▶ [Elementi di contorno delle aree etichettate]

####################

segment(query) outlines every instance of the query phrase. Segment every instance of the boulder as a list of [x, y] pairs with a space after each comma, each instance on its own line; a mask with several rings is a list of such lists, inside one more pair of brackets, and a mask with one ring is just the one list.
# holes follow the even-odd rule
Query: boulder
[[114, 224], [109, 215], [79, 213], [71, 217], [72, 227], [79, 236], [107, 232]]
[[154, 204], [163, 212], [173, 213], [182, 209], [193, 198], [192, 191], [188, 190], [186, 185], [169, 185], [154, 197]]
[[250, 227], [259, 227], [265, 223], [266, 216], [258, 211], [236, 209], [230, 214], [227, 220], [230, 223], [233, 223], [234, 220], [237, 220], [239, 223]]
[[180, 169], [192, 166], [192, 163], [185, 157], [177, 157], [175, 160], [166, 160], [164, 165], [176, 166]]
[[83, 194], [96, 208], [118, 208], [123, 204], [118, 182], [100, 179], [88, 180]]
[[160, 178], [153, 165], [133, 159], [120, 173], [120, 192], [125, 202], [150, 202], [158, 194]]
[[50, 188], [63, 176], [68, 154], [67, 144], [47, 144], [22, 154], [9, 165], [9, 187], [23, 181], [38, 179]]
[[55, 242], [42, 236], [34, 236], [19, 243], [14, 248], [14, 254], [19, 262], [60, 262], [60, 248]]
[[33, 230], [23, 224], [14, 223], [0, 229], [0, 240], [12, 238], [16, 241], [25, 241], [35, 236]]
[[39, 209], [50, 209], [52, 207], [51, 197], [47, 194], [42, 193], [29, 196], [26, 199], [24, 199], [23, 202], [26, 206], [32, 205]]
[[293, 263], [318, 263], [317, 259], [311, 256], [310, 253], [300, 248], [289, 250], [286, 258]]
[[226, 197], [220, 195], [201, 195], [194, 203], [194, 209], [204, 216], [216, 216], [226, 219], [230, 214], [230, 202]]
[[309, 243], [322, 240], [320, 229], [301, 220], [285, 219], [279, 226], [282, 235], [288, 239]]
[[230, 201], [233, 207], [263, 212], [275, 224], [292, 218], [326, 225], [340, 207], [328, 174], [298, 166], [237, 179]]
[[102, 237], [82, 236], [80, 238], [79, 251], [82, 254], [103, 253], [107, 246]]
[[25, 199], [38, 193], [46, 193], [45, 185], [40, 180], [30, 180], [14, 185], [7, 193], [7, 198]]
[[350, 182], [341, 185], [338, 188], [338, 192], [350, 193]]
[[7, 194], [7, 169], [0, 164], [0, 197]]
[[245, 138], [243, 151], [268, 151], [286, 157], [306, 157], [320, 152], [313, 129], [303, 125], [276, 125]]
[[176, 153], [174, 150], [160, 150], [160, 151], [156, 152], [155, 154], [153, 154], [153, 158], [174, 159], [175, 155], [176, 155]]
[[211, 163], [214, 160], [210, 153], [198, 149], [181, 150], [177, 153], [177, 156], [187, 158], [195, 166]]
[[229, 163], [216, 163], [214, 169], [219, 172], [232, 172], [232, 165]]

####################

▶ [Consegna] Ripeti tutte le righe dei record senza cambiare nulla.

▶ [Risposta]
segment(query) outlines every instance of the query phrase. Segment every instance of the boulder as a list of [x, y] pairs with a space after each comma, each instance on its own line; a mask with several rings is a list of such lists, inside one more pair of brackets, and a mask with one ring is just the one list.
# holes follow the even-odd rule
Query: boulder
[[114, 224], [109, 215], [79, 213], [71, 217], [72, 227], [79, 236], [107, 232]]
[[154, 204], [163, 212], [173, 213], [182, 209], [193, 198], [192, 191], [188, 190], [186, 185], [169, 185], [154, 197]]
[[250, 227], [259, 227], [265, 223], [266, 216], [258, 211], [236, 209], [230, 214], [227, 220], [230, 223], [233, 223], [234, 220], [237, 220], [239, 223]]
[[180, 169], [192, 166], [192, 163], [185, 157], [177, 157], [175, 160], [166, 160], [164, 165], [176, 166]]
[[83, 194], [96, 208], [118, 208], [123, 204], [118, 182], [100, 179], [88, 180]]
[[160, 178], [153, 165], [133, 159], [120, 173], [120, 192], [125, 202], [150, 202], [158, 194]]
[[50, 188], [63, 176], [68, 154], [67, 144], [47, 144], [22, 154], [9, 165], [9, 187], [23, 181], [38, 179]]
[[55, 242], [42, 236], [34, 236], [19, 243], [14, 248], [14, 254], [19, 262], [60, 262], [60, 248]]
[[33, 230], [23, 224], [14, 223], [0, 229], [0, 240], [12, 238], [16, 241], [25, 241], [35, 236]]
[[39, 209], [50, 209], [52, 207], [51, 197], [47, 194], [42, 193], [29, 196], [26, 199], [24, 199], [23, 202], [26, 206], [32, 205]]
[[293, 263], [318, 263], [317, 259], [311, 256], [310, 253], [300, 248], [289, 250], [286, 258]]
[[226, 197], [220, 195], [201, 195], [194, 203], [194, 209], [204, 216], [216, 216], [226, 219], [230, 214], [230, 202]]
[[309, 243], [322, 240], [320, 229], [301, 220], [285, 219], [279, 226], [282, 235], [288, 239]]
[[230, 201], [233, 207], [263, 212], [275, 224], [292, 218], [326, 225], [340, 207], [328, 174], [298, 166], [237, 179]]
[[102, 237], [82, 236], [80, 238], [79, 251], [82, 254], [103, 253], [107, 246]]
[[25, 199], [38, 193], [46, 193], [45, 185], [40, 180], [30, 180], [14, 185], [7, 193], [7, 198]]
[[350, 182], [341, 185], [338, 188], [338, 192], [350, 193]]
[[7, 194], [7, 169], [0, 164], [0, 197]]
[[245, 138], [243, 151], [268, 151], [286, 157], [306, 157], [320, 152], [313, 129], [303, 125], [276, 125]]
[[176, 153], [174, 150], [160, 150], [160, 151], [156, 152], [155, 154], [153, 154], [153, 158], [174, 159], [175, 155], [176, 155]]
[[211, 163], [214, 160], [210, 153], [198, 149], [181, 150], [177, 153], [177, 156], [187, 158], [195, 166]]
[[229, 163], [216, 163], [214, 169], [219, 172], [232, 172], [232, 165]]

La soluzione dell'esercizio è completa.